_WORK REQUEST 1_. In the article on the Kenyan tax ruling below, list every date that is given with a day, a month and a year.
_WORK REQUEST 2_.
Answer these questions from the article on the Kenyan tax ruling below.
(a) What kinds of equipment does the Appellant manufacture and supply?
(b) According to the Appellant, how far back does section 18 of the VAT Act allow a newly registered taxpayer to claim input VAT?
(c) In what month and year did the TAT rule on the Appellant's appeal?

_TEXT PASSAGE_.
★ ★ ★ ★

November 8, 2022
High Court of Kenya will not address grounds for objection not originally presented at the appellate level
- In this case, the Appellant failed to raise all grounds for objecting to a tax assessment before the Tax Appeals Tribunal.
- The High Court indicated that its mandate was to rule on whether the decision of the Tax Appeals Tribunal was justified and not to address new grounds for objection. The Court ruled that it could not venture into determining a new matter that was not presented before the Tax Appeals Tribunal.
- The ruling reflects the importance of including all grounds for objection at the onset of the objection and appeal process.
On 7 October 2022, the High Court of Kenya ruled in favor of the Kenya Revenue Authority (KRA or the Respondent) dismissing an application by a taxpayer (the Appellant) on the right to claim input Value Added Tax (VAT) worth approximately KES249 million (m).
This was based on the fact that the Appellant had not asserted the key grounds of appeal that it presented at the High Court of Kenya at the start of the appeal process at the Tax Appeals Tribunal.
The Appellant is a subsidiary of a company that is based in India and was incorporated in Kenya in 2015. The Appellant engages in manufacturing and supply of medical, surgical and laboratory equipment. In 2015, the Appellant entered into a lease agreement with the Government of Kenya via the Ministry of Health (MOH) to provide medical equipment services (MES).
Notably, the Appellant had not registered for the VAT obligation until October 2017 on the grounds that there was lack of clarity on whether the MES contract was subject to VAT. However, as soon as this issue was clarified the Appellant attempted to register but the online registration system failed to add the additional obligation. The KRA then, compelled registration of the Appellant on 9 October 2017 and backdated the registration to 31 May 2015 in line with the period that the Appellant met the registration threshold. Later, the Respondent undertook a tax audit on the Appellant and disallowed input VAT of approx. KES249m. The Respondent then issued a tax demand inclusive of penalties and interest of approx. KES464m.
In 2018, the Appellant dissatisfied with the assessment appealed to the TAT. The TAT in April 2021 ruled in favor of the KRA and informing of the Appellants' decision to file an appeal with the High Court of Kenya.
The Appellant's position
- The Appellant challenged the decision of the TAT which upheld the KRA's objection decision in declining the input VAT claim of KES249m. In its defense, it highlighted that section 18 of the VAT Act allowed a newly registered taxpayer to claim input VAT that was incurred up to 24 months before its VAT registration.
- The Appellant further asserted that having been registered for VAT on 9 October 2017, it was entitled to claim input VAT that was incurred up to 24 months preceding the VAT registration. The Appellant also faulted the KRA for backdating the effective date of registration to 31 May 2015.
- The Appellant also contended that the input VAT under disputed had already been accounted for as output VAT in the books of its supplier and thus the input VAT claim was valid and did not result in loss of tax for the Respondent.

★ ★ ★ ★

_SUPPLIED DATA_.
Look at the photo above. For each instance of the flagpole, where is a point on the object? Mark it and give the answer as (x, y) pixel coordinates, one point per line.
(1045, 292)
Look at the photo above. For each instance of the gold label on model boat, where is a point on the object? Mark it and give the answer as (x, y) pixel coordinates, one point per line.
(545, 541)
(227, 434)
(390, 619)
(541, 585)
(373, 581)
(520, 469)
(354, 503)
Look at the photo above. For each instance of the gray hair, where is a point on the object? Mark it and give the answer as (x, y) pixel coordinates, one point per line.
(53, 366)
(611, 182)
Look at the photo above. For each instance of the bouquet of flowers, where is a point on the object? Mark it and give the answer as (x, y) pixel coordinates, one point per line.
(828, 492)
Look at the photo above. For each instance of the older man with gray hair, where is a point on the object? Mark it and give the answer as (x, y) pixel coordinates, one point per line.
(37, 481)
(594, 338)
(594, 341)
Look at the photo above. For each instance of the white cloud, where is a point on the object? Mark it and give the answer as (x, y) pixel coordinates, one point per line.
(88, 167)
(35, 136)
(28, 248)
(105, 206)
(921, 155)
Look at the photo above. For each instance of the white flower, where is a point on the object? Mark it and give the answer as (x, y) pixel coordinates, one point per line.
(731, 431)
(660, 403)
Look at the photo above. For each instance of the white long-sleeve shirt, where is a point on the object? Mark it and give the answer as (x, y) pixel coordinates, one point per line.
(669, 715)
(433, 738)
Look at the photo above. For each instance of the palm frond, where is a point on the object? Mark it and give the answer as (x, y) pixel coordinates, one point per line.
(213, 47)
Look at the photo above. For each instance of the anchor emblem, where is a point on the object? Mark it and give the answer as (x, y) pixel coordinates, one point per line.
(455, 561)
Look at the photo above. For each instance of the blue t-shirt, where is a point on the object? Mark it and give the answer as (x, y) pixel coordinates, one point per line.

★ ★ ★ ★

_PROBLEM SOLUTION 1_.
November 8, 2022
7 October 2022
9 October 2017
31 May 2015

_PROBLEM SOLUTION 2_.
(a) Medical, surgical and laboratory equipment.
(b) Up to 24 months before its VAT registration.
(c) April 2021.